======== Text section ========

Automated Typing: Mercury Robot X1's Precision and Efficiency

ElephantRobotics · July 26, 2024, 9:40am

Introduction

With the advancement of modern technology, the application of robots in daily life and work scenarios is becoming increasingly widespread. This article will introduce the MercuryX1, an advanced robot capable of recognizing and determining keyboard keys through its arm-mounted camera, thereby performing precise typing operations. Through this case study, we will demonstrate MercuryX1’s potential in the field of automated office work, highlighting its significant advantages in improving efficiency and reducing human errors.

Follow along as we first provide a brief introduction to the product used.

Product

Mercury X1

The Mercury X1 is a wheeled humanoid robot composed of the Mercury B1 and a high-performance mobile base, boasting 19 DOF. Its single arm is a 7-DOF humanoid robotic arm. The entire machine is equipped with the NVIDIA Jetson Xavier as its main controller.

The mobile base has extensive sensory capabilities, including high-performance LiDAR, ultrasonic sensors, and 2D vision sensors. Its direct-drive motor system allows it to reach a maximum speed of 1.2 m/s, climb obstacles up to 2 cm high, and handle inclines up to 15 degrees. The maximum battery life of the whole machine is up to 8 hours.

Moreover, the Mercury X1 supports mainstream simulation software such as ROS, Moveit, Gazebo, and Mujoco, enhancing the robot’s ability for autonomous learning and rapid iteration.

myCobot Pro Adaptive Gripper

The myCobot Pro Adaptive Gripper is designed to be compatible with the Mercury X1. It provides substantial gripping force and features a standard M8 aviation connector interface.

Camera Flange

The camera module compatible with the Mercury X1 can be mounted at the end of the robot’s arms and used in conjunction with the gripper. The camera captures relevant information about objects, utilizing this data for machine vision recognition algorithms. Through a USB interface, the data is transmitted to the Jetson Nano main controller for further processing.

Technical Highlights

Next, we will introduce the key technologies used in this project.

pymycobot

pymycobot is a control library designed by Elephant Robotics specifically for their robotic arm products. This library allows users to conveniently and quickly call APIs to achieve precise control and operation of the robot. pymycobot provides a wide range of functional interfaces, simplifying the programming process and enabling developers to focus on application development.

OpenCV

OpenCV is an open-source computer vision library. Through this library, users can easily and quickly call various image processing and computer vision APIs to achieve image recognition, object detection, and image transformation. OpenCV offers a rich set of functional interfaces, streamlining the development process and allowing developers to concentrate on application implementation.

======== Given data ========

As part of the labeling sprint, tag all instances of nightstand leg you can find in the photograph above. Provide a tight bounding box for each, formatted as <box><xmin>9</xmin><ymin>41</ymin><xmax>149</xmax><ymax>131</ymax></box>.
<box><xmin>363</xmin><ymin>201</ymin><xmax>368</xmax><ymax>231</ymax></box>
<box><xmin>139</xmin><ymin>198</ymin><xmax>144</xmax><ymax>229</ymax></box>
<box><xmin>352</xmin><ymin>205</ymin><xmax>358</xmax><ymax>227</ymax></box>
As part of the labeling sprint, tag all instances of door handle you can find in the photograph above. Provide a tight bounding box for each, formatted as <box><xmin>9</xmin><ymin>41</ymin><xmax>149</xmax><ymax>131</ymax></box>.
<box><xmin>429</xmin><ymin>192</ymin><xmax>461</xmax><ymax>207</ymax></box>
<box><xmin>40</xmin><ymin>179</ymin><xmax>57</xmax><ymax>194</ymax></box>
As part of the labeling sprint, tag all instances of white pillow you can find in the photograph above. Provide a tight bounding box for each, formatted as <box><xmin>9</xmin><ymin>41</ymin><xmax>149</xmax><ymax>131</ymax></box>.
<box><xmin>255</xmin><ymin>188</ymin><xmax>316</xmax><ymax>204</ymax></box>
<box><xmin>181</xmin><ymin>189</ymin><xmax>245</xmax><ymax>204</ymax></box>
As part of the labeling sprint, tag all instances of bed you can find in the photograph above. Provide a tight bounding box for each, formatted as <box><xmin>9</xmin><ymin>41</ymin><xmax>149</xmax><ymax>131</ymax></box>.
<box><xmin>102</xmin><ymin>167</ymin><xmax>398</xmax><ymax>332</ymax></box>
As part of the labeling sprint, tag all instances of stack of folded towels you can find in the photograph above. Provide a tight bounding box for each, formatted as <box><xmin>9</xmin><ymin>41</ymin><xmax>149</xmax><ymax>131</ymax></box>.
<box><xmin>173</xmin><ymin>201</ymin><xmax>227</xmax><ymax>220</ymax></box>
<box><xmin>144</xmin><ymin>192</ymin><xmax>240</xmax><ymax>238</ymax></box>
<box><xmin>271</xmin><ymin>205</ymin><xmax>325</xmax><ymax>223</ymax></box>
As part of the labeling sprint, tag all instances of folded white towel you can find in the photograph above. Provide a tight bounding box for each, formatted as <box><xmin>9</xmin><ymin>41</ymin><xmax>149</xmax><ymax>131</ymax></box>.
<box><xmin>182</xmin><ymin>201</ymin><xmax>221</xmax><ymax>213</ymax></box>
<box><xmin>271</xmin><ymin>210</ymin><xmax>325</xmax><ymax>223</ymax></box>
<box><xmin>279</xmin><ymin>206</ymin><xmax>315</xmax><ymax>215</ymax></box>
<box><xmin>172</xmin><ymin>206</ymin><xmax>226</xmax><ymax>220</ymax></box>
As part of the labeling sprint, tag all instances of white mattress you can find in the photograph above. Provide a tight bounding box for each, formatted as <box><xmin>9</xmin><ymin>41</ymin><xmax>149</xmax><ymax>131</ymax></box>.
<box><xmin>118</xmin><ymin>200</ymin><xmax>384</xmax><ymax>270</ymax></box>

========

Directions
#1 Rename "MercuryX1" to "X1 robot" in the Mercury X1 typing article, and give the passage from "Automated Typing: Mercury" to "reducing human errors." with that change.
#2 Write what comes next in the Mercury X1 typing article, picking up after its final sentence.

Answers for this exercise
#1
Automated Typing: Mercury Robot X1's Precision and Efficiency

ElephantRobotics · July 26, 2024, 9:40am

Introduction

With the advancement of modern technology, the application of robots in daily life and work scenarios is becoming increasingly widespread. This article will introduce the X1 robot, an advanced robot capable of recognizing and determining keyboard keys through its arm-mounted camera, thereby performing precise typing operations. Through this case study, we will demonstrate X1 robot’s potential in the field of automated office work, highlighting its significant advantages in improving efficiency and reducing human errors.

#2
STag

STag is a stable marker code widely used in the fields of computer vision and robot positioning. With STag, users can achieve reliable object recognition and tracking. STag provides robust performance and easily integrable interfaces, simplifying developers’ tasks in positioning and recognition applications.

Project

The primary functions of the entire project are robotic arm motion control, hand-eye calibration (coordinate system transformation), and machine vision recognition. Let’s first introduce the most important aspect: machine vision recognition.

Machine Vision Recognition

To enable the X1 to type, it must recognize the keyboard. Since the robot cannot inherently recognize the keyboard, we need to teach it the layout and key positions. This is where STag and OpenCV come into play. The STag marker code can determine the keyboard’s position and provide coordinate parameters.

The following code snippet refreshes the camera interface to obtain a real-time view and detect the position of the STag code:

def stag_identify_loop(self):
    while True:
        self.camera.update_frame()  # Refresh the camera interface
        frame = self.camera.color_frame()  # Get the current frame
        (corners, ids, rejected_corners) = stag.detectMarkers(frame, 11)  # Get the angle and ID of the QR code in the picture
        marker_pos_pack = self.calc_markers_base_position(corners, ids)  # Get the coordinates of the object (camera system)
        print("Camera coords = ", marker_pos_pack)
        cv2.imshow("Press any key on the keyboard to exit", frame)
        # cv2.waitKey(1)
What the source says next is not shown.